HOW TO COMPLETE THIS TASK: Without changing anything, transcribe all of the entries.

═══ GIVEN DATA ═══

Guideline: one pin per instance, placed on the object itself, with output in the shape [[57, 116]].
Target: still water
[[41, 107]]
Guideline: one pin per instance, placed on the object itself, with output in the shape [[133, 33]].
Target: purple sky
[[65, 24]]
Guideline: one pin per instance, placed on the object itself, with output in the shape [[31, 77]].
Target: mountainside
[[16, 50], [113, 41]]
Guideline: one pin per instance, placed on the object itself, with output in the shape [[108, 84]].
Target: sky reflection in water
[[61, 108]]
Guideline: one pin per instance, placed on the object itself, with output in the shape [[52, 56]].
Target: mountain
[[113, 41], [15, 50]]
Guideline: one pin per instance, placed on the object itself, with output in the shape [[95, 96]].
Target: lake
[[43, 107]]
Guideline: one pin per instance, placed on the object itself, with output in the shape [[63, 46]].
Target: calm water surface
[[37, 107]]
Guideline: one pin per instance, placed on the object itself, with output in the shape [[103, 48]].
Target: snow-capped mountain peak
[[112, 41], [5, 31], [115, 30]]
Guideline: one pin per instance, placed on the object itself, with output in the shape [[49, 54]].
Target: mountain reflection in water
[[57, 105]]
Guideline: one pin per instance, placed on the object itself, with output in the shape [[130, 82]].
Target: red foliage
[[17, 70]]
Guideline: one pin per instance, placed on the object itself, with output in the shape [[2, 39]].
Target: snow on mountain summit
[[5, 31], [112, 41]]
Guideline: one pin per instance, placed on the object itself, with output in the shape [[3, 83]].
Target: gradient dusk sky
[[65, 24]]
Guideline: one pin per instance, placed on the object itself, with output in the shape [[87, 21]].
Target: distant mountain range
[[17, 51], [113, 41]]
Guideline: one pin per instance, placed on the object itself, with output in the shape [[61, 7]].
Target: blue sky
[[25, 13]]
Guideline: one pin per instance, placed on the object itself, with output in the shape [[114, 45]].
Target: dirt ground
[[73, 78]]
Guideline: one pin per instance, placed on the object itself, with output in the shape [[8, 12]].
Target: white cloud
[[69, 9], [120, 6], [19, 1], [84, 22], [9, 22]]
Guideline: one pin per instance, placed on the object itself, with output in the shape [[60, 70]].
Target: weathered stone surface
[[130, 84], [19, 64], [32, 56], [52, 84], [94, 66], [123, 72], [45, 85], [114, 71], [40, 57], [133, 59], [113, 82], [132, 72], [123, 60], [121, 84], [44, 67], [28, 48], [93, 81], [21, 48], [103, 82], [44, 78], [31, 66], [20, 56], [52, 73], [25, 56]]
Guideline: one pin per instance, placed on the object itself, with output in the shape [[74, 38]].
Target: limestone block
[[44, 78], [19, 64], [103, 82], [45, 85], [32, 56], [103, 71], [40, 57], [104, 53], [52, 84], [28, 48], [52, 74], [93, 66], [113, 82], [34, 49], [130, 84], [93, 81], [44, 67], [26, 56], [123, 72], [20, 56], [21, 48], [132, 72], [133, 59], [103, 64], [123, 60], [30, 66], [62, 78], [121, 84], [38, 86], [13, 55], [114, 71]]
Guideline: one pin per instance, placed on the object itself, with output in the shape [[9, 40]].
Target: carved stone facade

═══

ANSWER TO THE EXERCISE:
Guideline: one pin per instance, placed on the object itself, with output in the shape [[57, 116]].
Target: still water
[[41, 107]]
Guideline: one pin per instance, placed on the object itself, with output in the shape [[133, 33]].
Target: purple sky
[[65, 24]]
Guideline: one pin per instance, placed on the object itself, with output in the shape [[31, 77]].
Target: mountainside
[[16, 50], [113, 41]]
Guideline: one pin per instance, placed on the object itself, with output in the shape [[108, 84]].
Target: sky reflection in water
[[61, 108]]
Guideline: one pin per instance, placed on the object itself, with output in the shape [[52, 56]].
Target: mountain
[[113, 41], [15, 50]]
Guideline: one pin per instance, placed on the object itself, with output in the shape [[95, 96]].
Target: lake
[[43, 107]]
Guideline: one pin per instance, placed on the object itself, with output in the shape [[63, 46]].
Target: calm water surface
[[37, 107]]
Guideline: one pin per instance, placed on the object itself, with output in the shape [[103, 48]].
Target: snow-capped mountain peak
[[112, 41], [5, 31], [115, 30]]
Guideline: one pin per instance, placed on the object itself, with output in the shape [[49, 54]].
Target: mountain reflection in water
[[57, 105]]
Guideline: one pin per instance, placed on the object itself, with output in the shape [[130, 82]].
Target: red foliage
[[17, 70]]
Guideline: one pin per instance, placed on the object itself, with output in the shape [[2, 39]].
Target: snow on mountain summit
[[5, 31], [112, 41]]
Guideline: one pin per instance, placed on the object itself, with output in the shape [[3, 83]].
Target: gradient dusk sky
[[65, 24]]
Guideline: one pin per instance, placed on the object itself, with output in the shape [[87, 21]].
Target: distant mountain range
[[17, 51], [113, 41]]
Guideline: one pin per instance, placed on the object itself, with output in the shape [[61, 7]].
Target: blue sky
[[25, 13]]
Guideline: one pin per instance, placed on the object itself, with output in the shape [[114, 45]].
Target: dirt ground
[[73, 78]]
Guideline: one pin per instance, placed on the object itself, with output in the shape [[8, 12]].
Target: white cloud
[[69, 9], [120, 6], [19, 1], [84, 22], [9, 22]]
Guideline: one pin per instance, placed on the object itself, with output in the shape [[60, 70]].
Target: weathered stone surface
[[130, 84], [19, 64], [32, 56], [52, 84], [94, 66], [123, 72], [45, 85], [114, 71], [40, 57], [133, 59], [113, 82], [132, 72], [123, 60], [121, 84], [44, 67], [28, 48], [93, 81], [21, 48], [103, 82], [44, 78], [31, 66], [20, 56], [52, 73], [25, 56]]
Guideline: one pin per instance, placed on the object itself, with output in the shape [[74, 38]].
Target: limestone block
[[44, 78], [19, 64], [103, 82], [45, 85], [32, 56], [103, 71], [40, 57], [104, 53], [52, 84], [28, 48], [52, 74], [93, 66], [113, 82], [34, 49], [130, 84], [93, 81], [44, 67], [26, 56], [123, 72], [20, 56], [21, 48], [132, 72], [133, 59], [103, 64], [123, 60], [30, 66], [62, 78], [121, 84], [38, 86], [13, 55], [114, 71]]
Guideline: one pin per instance, placed on the object itself, with output in the shape [[9, 40]].
Target: carved stone facade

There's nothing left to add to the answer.